## begin The data

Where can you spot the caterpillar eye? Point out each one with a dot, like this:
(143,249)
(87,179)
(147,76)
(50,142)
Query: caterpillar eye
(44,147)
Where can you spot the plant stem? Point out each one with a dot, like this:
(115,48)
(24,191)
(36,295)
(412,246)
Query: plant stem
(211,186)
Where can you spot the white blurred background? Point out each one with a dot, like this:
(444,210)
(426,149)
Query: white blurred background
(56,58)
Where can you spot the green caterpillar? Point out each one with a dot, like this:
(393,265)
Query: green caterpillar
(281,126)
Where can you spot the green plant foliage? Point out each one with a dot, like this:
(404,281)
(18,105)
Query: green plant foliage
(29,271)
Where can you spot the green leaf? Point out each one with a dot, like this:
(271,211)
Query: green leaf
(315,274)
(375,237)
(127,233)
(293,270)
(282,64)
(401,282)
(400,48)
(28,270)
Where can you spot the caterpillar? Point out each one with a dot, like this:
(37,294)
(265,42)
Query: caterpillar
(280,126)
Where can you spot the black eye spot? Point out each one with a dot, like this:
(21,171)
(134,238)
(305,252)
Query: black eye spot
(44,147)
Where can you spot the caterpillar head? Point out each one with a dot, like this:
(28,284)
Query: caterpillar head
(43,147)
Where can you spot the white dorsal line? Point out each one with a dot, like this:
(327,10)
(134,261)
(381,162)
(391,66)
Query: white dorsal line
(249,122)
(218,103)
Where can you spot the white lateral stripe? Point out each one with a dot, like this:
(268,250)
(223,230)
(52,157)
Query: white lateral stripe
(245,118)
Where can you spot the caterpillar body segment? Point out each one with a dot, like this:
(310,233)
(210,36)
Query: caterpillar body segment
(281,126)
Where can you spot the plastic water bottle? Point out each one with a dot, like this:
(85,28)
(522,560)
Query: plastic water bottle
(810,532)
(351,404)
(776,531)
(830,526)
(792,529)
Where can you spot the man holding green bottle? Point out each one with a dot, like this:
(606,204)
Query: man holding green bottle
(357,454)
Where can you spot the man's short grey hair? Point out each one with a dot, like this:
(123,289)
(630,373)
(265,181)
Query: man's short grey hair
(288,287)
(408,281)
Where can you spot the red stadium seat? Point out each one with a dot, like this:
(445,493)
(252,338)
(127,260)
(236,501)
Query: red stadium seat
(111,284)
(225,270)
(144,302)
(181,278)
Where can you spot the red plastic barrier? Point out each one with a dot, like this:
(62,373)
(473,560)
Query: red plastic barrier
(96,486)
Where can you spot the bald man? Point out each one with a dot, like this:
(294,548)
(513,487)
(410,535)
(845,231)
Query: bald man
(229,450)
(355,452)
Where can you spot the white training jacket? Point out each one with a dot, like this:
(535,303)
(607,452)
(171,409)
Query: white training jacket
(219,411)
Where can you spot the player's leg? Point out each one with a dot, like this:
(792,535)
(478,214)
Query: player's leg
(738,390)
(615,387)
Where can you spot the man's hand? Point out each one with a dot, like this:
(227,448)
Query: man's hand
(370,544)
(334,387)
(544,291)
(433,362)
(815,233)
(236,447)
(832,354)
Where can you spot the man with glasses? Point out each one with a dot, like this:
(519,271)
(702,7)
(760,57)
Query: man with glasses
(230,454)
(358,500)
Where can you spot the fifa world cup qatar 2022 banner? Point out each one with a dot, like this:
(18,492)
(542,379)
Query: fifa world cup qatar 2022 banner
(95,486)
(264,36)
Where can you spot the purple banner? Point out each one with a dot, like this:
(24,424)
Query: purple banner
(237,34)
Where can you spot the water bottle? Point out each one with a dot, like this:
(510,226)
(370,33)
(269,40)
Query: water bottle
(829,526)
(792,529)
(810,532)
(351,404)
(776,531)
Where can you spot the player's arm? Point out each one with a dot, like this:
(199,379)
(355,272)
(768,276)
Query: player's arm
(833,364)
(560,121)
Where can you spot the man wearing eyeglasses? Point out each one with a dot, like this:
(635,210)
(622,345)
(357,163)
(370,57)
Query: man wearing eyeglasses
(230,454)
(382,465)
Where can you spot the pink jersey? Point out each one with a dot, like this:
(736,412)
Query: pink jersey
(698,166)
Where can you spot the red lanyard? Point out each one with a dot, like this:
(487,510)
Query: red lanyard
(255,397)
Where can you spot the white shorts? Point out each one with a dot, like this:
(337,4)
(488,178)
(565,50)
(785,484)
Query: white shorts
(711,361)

## end The data

• [Goal]: Each record above should be returned exactly as it appears.

• [Result of the task]:
Where can you spot the caterpillar eye? Point out each one with a dot, like this:
(143,249)
(87,179)
(147,76)
(50,142)
Query: caterpillar eye
(44,147)
Where can you spot the plant stem? Point out each one with a dot, like this:
(115,48)
(24,191)
(36,295)
(412,246)
Query: plant stem
(211,186)
Where can you spot the white blurred background? Point out each one with a dot, like this:
(444,210)
(426,149)
Query: white blurred background
(56,58)
Where can you spot the green caterpillar? Point out each one with a dot, like this:
(393,265)
Query: green caterpillar
(281,126)
Where can you spot the green plant foliage? Point out each one with a dot, like this:
(404,281)
(18,105)
Query: green plant foliage
(29,271)
Where can you spot the green leaf? Point out each one with a dot, like this:
(271,211)
Query: green leaf
(315,274)
(375,237)
(127,233)
(293,270)
(282,64)
(401,282)
(400,48)
(28,270)
Where can you spot the caterpillar? Point out each one with a dot, like this:
(37,294)
(265,42)
Query: caterpillar
(280,126)
Where can you spot the black eye spot? Point out each one with a dot, like this:
(21,171)
(134,238)
(305,252)
Query: black eye spot
(44,147)
Where can you spot the caterpillar head? Point out each one with a dot, like this:
(28,284)
Query: caterpillar head
(43,147)
Where can you spot the white dorsal line? Point out each one with a dot, like this:
(327,10)
(134,261)
(381,162)
(391,66)
Query: white dorsal line
(249,122)
(218,103)
Where can you spot the white lateral stripe? Point out each one with a dot, like this:
(268,250)
(223,230)
(52,157)
Query: white lateral stripe
(245,118)
Where can you spot the caterpillar body segment? Point out each one with a dot, like this:
(310,233)
(210,36)
Query: caterpillar body segment
(281,126)
Where can you spot the plastic water bottle? Point out each one with a dot, like this:
(85,28)
(522,560)
Query: plastic water bottle
(810,532)
(351,404)
(776,531)
(830,526)
(792,529)
Where can you spot the man holding green bottle? Point out each one with a dot, like this:
(606,204)
Query: man holding green bottle
(357,454)
Where can you spot the man's short grey hair? Point out each one with a dot, like this:
(123,289)
(630,373)
(265,181)
Query: man's short grey hair
(288,287)
(408,281)
Where can you spot the red stadium seat? Point out each one with a dot, like this:
(445,493)
(252,338)
(127,260)
(236,501)
Query: red stadium seat
(111,284)
(225,270)
(144,302)
(181,278)
Where can you spot the red plastic barrier? Point out each one with a dot, like this:
(62,373)
(473,560)
Query: red plastic barrier
(96,486)
Where can you spot the bald man? Point out each one with a dot, like this:
(294,548)
(513,487)
(410,535)
(845,231)
Query: bald man
(229,450)
(355,452)
Where can you spot the white training jacket? Point out each one with a dot, like this:
(535,303)
(607,452)
(171,409)
Query: white training jacket
(219,411)
Where can you spot the player's leg? Point out each one with a dot, like this:
(792,535)
(478,214)
Query: player's leg
(738,390)
(615,387)
Where can you spot the man's hand? Point out each one with a dot, like this:
(227,448)
Query: man's hand
(370,544)
(334,387)
(544,291)
(433,362)
(815,233)
(236,447)
(832,354)
Where can you spot the man with glasses? Point out each one with a dot, like this:
(519,271)
(702,7)
(760,57)
Query: man with glasses
(230,454)
(358,500)
Where can you spot the fifa world cup qatar 2022 banner? Point out each one with a dot, like this:
(18,492)
(542,379)
Query: fifa world cup qatar 2022 banner
(95,486)
(264,36)
Where can you spot the purple banner? Point out each one with a dot, like this:
(24,424)
Query: purple banner
(237,34)
Where can you spot the water bottle? Point out each one with a dot, like this:
(510,226)
(370,33)
(269,40)
Query: water bottle
(829,526)
(792,529)
(810,532)
(351,404)
(776,531)
Where can you spot the player's arm? Point out each one with a dot, like this:
(199,379)
(355,272)
(768,276)
Query: player's arm
(833,364)
(560,121)
Where can you spot the man wearing eyeglasses? Point out each one with a dot, like this:
(635,210)
(622,345)
(357,163)
(370,57)
Query: man wearing eyeglasses
(230,454)
(382,465)
Where can you spot the pink jersey? Point out each one with a dot, like this:
(736,412)
Query: pink jersey
(698,166)
Where can you spot the red lanyard? Point out each one with a dot, like this:
(487,510)
Query: red lanyard
(255,397)
Where can you spot the white shorts? Point out each one with a dot, like this:
(337,4)
(488,178)
(565,50)
(785,484)
Query: white shorts
(711,361)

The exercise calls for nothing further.